Task description
For each line of the data below that holds "with", copy the line.

─── Raw data

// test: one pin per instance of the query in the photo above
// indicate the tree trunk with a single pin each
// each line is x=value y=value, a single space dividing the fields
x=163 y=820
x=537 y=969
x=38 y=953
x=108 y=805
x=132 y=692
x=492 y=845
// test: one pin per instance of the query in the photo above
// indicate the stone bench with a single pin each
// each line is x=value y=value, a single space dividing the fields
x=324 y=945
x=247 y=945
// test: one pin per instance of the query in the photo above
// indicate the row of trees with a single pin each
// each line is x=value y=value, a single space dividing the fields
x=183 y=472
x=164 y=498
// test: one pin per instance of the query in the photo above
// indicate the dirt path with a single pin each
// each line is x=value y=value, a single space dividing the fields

──────
─── Raw data

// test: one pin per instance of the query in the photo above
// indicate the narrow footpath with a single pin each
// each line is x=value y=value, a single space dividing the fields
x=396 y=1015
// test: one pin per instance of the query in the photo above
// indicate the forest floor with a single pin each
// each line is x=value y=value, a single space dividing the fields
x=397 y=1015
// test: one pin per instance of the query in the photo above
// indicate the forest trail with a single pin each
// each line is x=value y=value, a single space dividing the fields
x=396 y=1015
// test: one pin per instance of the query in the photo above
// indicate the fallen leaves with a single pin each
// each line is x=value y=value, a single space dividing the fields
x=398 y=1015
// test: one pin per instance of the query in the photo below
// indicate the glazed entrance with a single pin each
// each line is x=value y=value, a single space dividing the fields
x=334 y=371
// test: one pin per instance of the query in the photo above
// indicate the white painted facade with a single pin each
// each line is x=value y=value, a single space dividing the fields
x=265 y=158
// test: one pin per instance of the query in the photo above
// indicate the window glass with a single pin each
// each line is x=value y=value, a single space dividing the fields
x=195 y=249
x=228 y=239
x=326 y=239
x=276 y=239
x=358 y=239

──────

Answer box
// indicate the tree trunk with a single pin each
// indicate the stone bench with a single pin each
// indicate the row of trees with a single pin each
// indicate the dirt path with a single pin each
// indicate the narrow footpath with a single pin each
// indicate the forest floor with a single pin each
// indicate the forest trail with a single pin each
// indicate the fallen leaves with a single pin each
// indicate the glazed entrance with a single pin each
// indicate the white painted facade with a single pin each
// indicate the window glass with a single pin each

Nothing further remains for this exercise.